— begin —

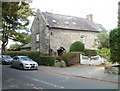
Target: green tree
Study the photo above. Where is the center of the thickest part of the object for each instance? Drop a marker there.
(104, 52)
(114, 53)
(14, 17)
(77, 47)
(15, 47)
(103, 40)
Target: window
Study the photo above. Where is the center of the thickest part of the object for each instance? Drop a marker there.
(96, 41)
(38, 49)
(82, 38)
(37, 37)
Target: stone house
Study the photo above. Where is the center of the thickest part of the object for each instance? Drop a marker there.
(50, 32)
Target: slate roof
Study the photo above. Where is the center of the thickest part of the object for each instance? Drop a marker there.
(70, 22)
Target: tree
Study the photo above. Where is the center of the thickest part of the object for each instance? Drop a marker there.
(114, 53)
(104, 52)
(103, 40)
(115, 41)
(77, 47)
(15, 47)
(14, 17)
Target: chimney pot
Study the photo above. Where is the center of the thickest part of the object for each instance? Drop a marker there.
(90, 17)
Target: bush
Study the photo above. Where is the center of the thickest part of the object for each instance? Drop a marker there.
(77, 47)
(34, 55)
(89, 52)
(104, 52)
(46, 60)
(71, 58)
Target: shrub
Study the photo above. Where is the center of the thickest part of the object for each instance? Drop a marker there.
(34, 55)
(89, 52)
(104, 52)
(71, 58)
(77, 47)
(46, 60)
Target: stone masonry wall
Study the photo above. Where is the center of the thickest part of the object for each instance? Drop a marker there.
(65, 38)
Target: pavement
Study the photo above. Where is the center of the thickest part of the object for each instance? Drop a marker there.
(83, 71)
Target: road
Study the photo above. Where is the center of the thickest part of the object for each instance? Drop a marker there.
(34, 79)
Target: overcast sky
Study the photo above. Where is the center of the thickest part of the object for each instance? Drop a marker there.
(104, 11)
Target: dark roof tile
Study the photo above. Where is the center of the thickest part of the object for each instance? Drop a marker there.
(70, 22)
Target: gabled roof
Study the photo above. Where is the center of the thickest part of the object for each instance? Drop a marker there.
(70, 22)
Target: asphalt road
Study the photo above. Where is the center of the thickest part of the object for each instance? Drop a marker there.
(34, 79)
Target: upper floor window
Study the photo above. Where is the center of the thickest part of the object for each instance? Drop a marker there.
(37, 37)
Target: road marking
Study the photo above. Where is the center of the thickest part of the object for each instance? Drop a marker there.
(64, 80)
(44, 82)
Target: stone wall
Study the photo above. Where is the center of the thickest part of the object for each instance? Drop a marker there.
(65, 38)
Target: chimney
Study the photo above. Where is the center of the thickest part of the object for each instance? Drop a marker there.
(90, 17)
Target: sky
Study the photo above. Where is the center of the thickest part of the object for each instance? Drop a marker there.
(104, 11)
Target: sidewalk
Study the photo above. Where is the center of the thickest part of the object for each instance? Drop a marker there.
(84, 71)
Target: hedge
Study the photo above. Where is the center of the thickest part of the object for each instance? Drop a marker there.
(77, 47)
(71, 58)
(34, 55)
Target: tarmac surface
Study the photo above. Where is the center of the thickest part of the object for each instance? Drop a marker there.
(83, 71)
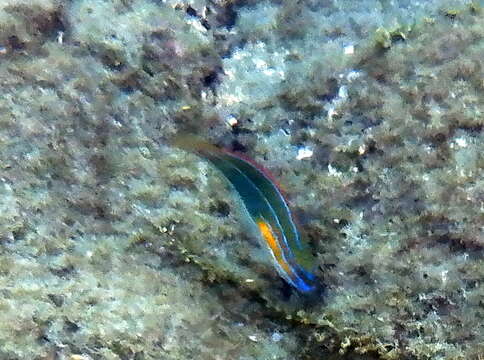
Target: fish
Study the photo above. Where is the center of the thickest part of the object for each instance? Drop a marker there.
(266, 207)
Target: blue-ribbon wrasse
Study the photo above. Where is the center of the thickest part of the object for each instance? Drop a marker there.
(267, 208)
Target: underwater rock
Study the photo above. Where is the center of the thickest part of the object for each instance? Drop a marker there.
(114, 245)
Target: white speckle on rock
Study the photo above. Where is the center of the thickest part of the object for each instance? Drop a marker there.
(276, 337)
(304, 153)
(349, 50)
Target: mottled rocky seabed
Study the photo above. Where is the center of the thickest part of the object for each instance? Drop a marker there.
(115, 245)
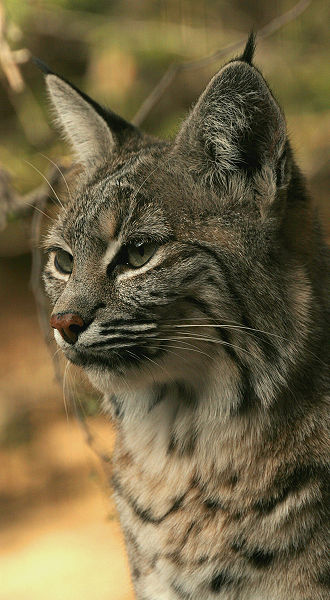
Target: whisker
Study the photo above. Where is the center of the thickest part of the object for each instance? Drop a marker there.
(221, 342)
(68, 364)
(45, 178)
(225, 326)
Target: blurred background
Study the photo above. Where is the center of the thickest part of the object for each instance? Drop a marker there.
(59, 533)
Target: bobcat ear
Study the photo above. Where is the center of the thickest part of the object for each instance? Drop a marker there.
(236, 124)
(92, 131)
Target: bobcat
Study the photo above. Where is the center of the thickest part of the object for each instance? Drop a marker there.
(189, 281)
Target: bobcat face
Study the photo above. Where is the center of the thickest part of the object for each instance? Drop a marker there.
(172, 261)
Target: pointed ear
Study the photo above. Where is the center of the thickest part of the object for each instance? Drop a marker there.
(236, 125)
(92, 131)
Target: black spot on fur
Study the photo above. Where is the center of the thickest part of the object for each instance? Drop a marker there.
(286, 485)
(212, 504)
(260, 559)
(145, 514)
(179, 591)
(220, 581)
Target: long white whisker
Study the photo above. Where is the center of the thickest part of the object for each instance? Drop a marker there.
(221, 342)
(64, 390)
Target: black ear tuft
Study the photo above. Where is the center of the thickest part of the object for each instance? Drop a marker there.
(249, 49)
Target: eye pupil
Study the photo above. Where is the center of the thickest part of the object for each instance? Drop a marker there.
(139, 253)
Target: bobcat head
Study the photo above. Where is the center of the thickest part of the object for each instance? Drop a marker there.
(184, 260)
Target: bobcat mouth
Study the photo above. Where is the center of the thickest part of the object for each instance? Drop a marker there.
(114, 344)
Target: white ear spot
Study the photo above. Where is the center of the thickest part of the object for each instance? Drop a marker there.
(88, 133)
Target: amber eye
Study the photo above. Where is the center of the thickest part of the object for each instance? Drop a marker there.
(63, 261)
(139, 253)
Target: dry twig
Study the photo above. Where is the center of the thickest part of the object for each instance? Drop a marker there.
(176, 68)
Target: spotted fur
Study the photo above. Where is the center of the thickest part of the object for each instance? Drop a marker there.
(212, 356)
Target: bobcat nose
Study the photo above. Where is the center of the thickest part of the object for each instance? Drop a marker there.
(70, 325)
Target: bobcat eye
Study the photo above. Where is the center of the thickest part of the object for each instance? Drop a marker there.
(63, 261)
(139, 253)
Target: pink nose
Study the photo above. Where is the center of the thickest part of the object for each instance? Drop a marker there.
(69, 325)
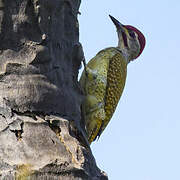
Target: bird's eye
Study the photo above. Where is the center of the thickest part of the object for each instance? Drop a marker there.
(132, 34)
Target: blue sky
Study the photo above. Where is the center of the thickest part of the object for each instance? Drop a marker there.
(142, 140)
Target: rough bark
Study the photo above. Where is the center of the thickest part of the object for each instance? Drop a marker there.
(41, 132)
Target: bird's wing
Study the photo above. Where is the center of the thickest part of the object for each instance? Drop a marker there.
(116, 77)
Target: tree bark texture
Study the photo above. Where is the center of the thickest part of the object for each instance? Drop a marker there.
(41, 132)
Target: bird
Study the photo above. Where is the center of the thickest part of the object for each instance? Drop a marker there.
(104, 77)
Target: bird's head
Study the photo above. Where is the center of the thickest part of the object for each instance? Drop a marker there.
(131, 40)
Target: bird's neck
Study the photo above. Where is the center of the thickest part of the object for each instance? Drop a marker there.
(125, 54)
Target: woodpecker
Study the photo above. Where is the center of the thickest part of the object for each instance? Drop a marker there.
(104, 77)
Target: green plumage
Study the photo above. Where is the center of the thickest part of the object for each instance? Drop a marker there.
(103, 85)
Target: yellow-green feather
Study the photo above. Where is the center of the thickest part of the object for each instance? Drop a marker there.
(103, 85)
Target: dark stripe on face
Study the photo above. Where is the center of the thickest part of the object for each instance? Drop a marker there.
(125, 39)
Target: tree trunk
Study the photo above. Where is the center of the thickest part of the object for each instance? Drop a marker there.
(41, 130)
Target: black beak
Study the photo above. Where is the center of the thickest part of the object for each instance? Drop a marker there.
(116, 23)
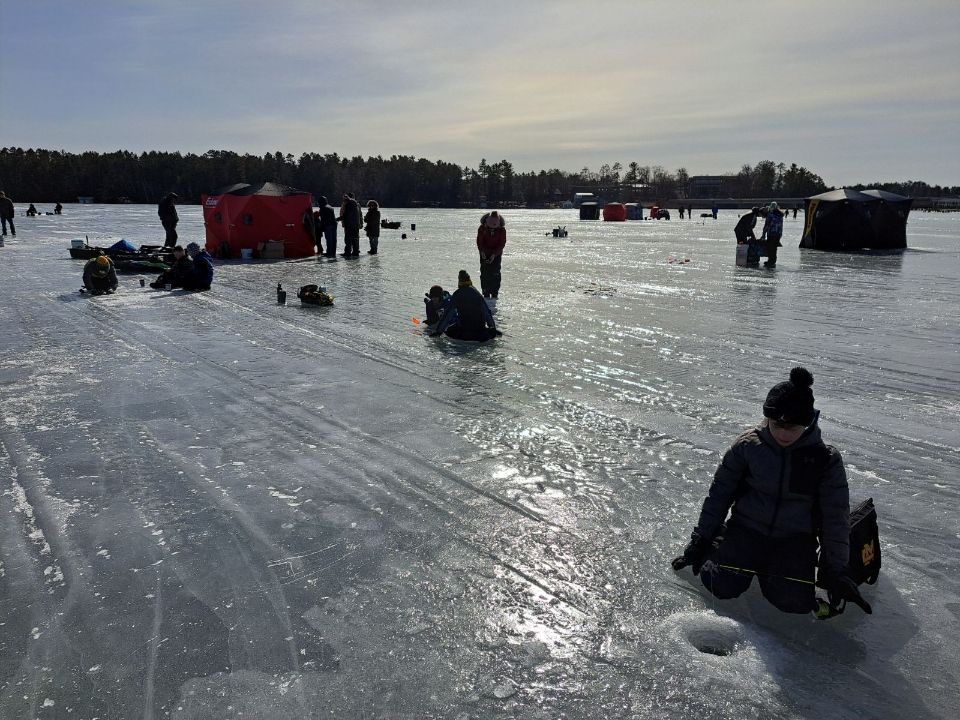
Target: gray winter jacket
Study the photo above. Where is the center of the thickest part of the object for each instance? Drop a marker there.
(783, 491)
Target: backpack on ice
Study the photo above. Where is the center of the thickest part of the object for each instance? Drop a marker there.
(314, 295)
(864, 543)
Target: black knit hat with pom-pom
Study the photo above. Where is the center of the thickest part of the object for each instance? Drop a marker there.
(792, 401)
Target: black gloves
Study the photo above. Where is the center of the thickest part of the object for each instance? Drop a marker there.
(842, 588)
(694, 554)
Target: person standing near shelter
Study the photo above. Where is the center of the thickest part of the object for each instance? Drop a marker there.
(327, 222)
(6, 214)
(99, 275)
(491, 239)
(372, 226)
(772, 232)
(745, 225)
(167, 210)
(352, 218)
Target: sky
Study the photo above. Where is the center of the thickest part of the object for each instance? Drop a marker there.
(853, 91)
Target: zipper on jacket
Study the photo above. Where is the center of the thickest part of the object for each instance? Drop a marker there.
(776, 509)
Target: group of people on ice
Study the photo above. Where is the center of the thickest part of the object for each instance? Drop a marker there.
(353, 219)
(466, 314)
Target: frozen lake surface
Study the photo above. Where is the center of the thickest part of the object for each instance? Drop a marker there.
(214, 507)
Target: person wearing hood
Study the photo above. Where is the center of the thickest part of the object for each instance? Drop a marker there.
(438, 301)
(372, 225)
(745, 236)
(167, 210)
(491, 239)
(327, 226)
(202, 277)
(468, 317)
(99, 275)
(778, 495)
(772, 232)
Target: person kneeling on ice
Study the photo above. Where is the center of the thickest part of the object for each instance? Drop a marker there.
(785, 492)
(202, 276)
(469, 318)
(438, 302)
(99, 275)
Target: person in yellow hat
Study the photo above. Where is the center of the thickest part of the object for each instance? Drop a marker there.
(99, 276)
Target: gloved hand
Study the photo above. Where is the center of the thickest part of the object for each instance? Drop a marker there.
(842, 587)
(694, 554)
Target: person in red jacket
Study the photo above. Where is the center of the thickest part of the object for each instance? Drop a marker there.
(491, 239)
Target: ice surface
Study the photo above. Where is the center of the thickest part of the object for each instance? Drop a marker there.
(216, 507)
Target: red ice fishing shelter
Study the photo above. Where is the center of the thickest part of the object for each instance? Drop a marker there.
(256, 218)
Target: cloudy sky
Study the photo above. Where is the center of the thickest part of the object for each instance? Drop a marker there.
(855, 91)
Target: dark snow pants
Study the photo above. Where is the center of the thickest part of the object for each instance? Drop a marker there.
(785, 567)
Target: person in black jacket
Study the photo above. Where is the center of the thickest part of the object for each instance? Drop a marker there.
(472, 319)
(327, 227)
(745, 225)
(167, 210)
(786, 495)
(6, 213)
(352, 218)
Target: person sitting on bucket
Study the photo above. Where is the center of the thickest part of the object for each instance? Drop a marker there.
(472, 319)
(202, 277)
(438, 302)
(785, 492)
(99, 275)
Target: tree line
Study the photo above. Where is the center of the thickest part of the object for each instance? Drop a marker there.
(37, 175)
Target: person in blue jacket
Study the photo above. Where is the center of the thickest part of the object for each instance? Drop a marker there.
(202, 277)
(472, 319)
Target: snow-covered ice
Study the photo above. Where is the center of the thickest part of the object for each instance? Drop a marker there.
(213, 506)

— end —

Output, unchanged, the lines from the line with "Target: cloudy sky" through the final line of the material.

Target: cloudy sky
Study the photo above. Where is the center of the thickest part of the object for each instance? Drop a marker there.
(855, 91)
Target: dark snow pants
Study the photo above. Where is the center of the thickest part of the object for each instance? Drop a marker there.
(785, 567)
Target: person in black jacket
Study the photo above. Where is the center of the thickest part of the object for each instance? Drop a marker there.
(472, 319)
(327, 227)
(745, 225)
(167, 210)
(786, 495)
(6, 213)
(352, 218)
Target: person sitting on bucket
Study the photo above. Where is the center of the thickest part of the object for each instance? Drop a marker there.
(472, 319)
(202, 277)
(438, 302)
(785, 492)
(99, 275)
Target: tree line
Study the photo above. Where is the center of the thickest part of the object for each instance? Drop a marker there.
(37, 175)
Target: person in blue jacket
Study the photo above. Where is the center of the thickest part of the object for each instance? Drop a marker there.
(202, 277)
(472, 319)
Target: snow-covered ice
Study the photo above. Where is the center of the thickest part of the object for each instance? Drop a marker there.
(213, 506)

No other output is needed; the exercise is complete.